== WHAT THE TASK REQUIRES ==
Copy out all the rows below, requests included but pictures omitted, and shift every bounding-box coordinate in the answers by -146. Leave the numbers in the requests and their sample replies unchanged.

== RECORDS FOR THIS TASK ==
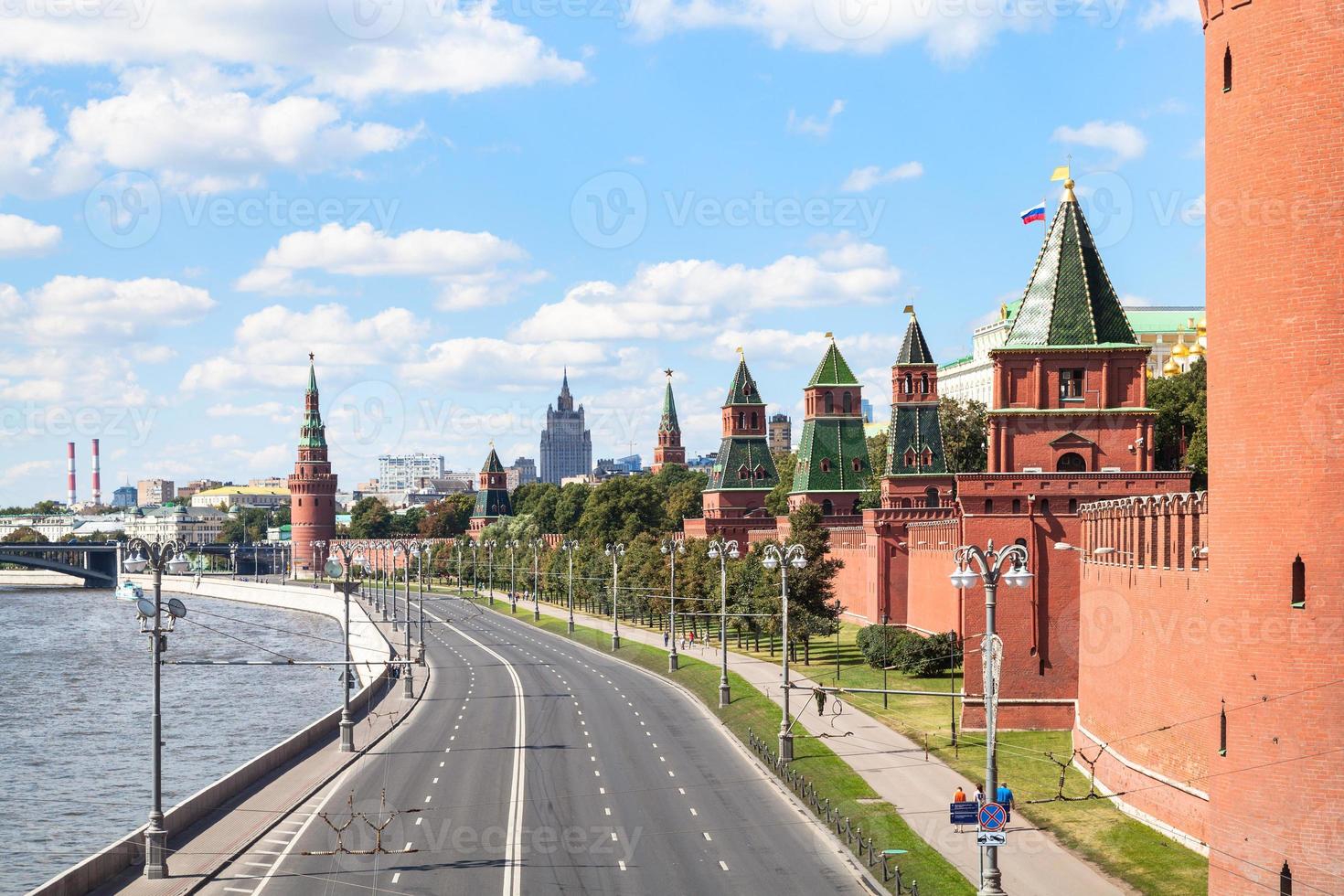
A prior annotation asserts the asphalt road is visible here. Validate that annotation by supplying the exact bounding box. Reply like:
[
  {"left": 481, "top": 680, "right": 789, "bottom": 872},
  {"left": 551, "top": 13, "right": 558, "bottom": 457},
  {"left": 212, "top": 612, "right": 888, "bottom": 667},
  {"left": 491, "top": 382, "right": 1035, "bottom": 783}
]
[{"left": 200, "top": 598, "right": 869, "bottom": 896}]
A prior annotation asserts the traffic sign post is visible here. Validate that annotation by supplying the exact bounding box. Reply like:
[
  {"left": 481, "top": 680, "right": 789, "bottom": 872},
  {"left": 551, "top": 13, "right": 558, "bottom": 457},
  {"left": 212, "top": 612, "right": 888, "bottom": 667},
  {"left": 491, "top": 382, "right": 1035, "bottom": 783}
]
[{"left": 980, "top": 804, "right": 1008, "bottom": 831}]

== FULL OUTPUT ==
A prior annotation asserts the asphalt road is visible here. Validate that annotation by supplying the exact bounding box. Reply like:
[
  {"left": 481, "top": 680, "right": 789, "bottom": 872},
  {"left": 551, "top": 13, "right": 558, "bottom": 457},
  {"left": 212, "top": 612, "right": 888, "bottom": 667},
  {"left": 491, "top": 382, "right": 1035, "bottom": 783}
]
[{"left": 54, "top": 452, "right": 723, "bottom": 750}]
A prior annotation asserts the traffic sign post is visible here. Validate that annotation by supplying the exact bounding box. Reply like:
[
  {"left": 481, "top": 680, "right": 789, "bottom": 872},
  {"left": 551, "top": 13, "right": 558, "bottom": 457},
  {"left": 212, "top": 612, "right": 888, "bottom": 667},
  {"left": 491, "top": 382, "right": 1035, "bottom": 783}
]
[{"left": 834, "top": 658, "right": 862, "bottom": 685}]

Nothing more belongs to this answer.